DOKUMENT:
★ ★ ★ ★ ★

May 26, 2006

Joggen während der Grauen Nächte

Filed under: Von Petersburg nach Turkestan — sarah @ 9:14 pm

Wir waren joggen in einem Minipark, gleich hier um die Ecke, wo sich alle Hündeler getroffen haben. Erste Gehversuche im Frühjahr sozusagen.
Das stelle man sich aber mal nicht so gesittet , bzw. reglementiert vor, wie bei uns!
Etwa 30 Hunde, kurz, lang, klein, langhaarig etc.. mit ihren Haltern.
Eine lange schwarze kurzbeinige Wurst ist auf Karin, meine Weggefährtin zugaloppiert und hat sie angebellt. Eine Dogge, glücklich freilaufend natürlich, hat uns böse angeknurrt. Der Rest rannte gutmütig hechelnd, wie wir ; )), vorüber. Eine freilaufende “Dobermännin” mit noch angehängter Leine rannte den Räuden hinterher, die wiederum versuchten es bei der unförmigen “Dackelin”. Dazwischen , nebst der paarungszeitlichen Verhaltensweise, schoben sich ein paar langsame Kinderwagen über den Weg mit ein paar plaudernden Müttern dran. Ich war dann für einen kleinen Ausbruch aus diesem Hundeparadies. Vor dem Obshezhitie (Wohnheim) kam uns noch ein uraltes Pärchen entgegen, das unser Bänkli auf dem Heimweg zum Verschnaufen nötiger hatte als wir. Das Mannli war weit über 90 und sabberte etwas, das Frauchen erklärte uns alle Blümchen auf der Wiese. Dann wurds langsam kalt, und wir gingen rein und duschen.
Ach wie schön… diese bElye nOtschi (weisse nächte), die momentan zwar eher sErye sind (grau).

★ ★ ★ ★ ★

AUFGABE A:
Beantworten Sie anhand des Dokuments über das Joggen im Minipark diese Fragen:
(i) Wie viele Hunde waren etwa mit ihren Haltern im Park?
(ii) Wie heißt die Weggefährtin, mit der gejoggt wurde?
(iii) Wie alt war der Mann des uralten Pärchens vor dem Wohnheim?
AUFGABE B: Übertragen Sie den Satz „Eine Dogge, glücklich freilaufend natürlich, hat uns böse angeknurrt.“ aus dem Dokument ins Englische.
Für die Bearbeitung ist das Material ohne Belang.

BEREITGESTELLTES MATERIAL:
★ ★ ★ ★ ★

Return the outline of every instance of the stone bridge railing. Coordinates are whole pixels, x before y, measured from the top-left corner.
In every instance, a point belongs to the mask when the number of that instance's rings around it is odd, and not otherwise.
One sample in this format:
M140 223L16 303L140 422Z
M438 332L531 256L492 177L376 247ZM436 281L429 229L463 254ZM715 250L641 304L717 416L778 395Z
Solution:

★ ★ ★ ★ ★

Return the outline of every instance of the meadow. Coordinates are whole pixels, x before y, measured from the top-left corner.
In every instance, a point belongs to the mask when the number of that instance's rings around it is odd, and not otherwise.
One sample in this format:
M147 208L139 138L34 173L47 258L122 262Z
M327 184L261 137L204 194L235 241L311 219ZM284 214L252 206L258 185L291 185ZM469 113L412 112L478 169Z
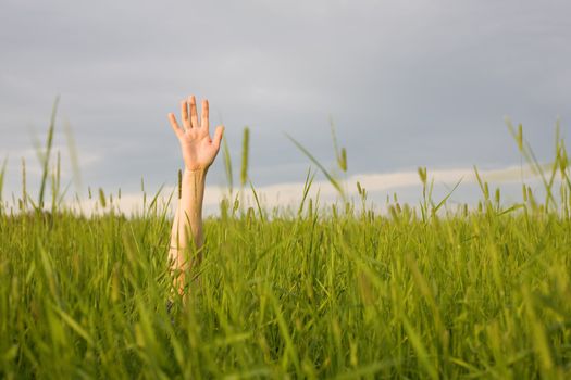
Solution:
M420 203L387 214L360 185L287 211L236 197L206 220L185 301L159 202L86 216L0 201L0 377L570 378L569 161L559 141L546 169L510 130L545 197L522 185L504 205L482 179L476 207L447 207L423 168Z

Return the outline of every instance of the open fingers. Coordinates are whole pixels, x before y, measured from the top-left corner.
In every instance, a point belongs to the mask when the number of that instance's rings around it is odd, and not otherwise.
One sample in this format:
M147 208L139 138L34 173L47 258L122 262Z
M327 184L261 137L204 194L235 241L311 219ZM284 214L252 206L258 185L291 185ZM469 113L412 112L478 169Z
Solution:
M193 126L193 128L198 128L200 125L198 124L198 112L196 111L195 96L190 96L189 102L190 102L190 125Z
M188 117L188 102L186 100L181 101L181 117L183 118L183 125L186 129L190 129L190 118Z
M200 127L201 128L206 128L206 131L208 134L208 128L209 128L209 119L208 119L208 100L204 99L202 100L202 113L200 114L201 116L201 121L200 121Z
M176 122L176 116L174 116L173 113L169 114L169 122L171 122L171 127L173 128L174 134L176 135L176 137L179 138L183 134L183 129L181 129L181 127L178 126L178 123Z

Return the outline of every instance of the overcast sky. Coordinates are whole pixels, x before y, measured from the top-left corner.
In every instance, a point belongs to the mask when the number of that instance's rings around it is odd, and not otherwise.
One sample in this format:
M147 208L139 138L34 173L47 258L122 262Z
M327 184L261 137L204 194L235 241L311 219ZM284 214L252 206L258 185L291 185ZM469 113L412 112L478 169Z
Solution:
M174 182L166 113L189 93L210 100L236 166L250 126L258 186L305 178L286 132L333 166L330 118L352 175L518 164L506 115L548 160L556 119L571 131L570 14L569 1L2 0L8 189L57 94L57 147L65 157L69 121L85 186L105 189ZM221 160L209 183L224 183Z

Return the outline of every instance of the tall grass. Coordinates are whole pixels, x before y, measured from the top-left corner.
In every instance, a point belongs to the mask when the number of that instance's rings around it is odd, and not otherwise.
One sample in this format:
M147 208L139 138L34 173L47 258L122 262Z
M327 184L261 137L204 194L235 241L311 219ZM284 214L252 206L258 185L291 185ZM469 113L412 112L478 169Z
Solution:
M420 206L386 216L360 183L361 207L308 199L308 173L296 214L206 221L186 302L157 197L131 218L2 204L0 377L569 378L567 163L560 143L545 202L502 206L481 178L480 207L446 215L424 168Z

★ ★ ★ ★ ★

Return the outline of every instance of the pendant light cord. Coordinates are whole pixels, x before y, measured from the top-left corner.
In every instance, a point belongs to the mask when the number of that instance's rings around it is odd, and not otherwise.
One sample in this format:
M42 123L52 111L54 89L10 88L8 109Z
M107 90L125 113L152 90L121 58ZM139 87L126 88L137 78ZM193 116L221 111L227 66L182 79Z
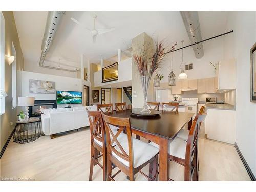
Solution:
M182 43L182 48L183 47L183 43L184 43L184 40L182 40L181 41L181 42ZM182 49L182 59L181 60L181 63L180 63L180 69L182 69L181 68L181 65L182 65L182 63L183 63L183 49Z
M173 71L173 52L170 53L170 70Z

★ ★ ★ ★ ★

VOLLSTÄNDIGE ANTWORT A:
(i) Etwa 30 Hunde.
(ii) Karin.
(iii) Weit über 90.

VOLLSTÄNDIGE ANTWORT B: A Great Dane, happily running off-leash, of course, growled at us menacingly.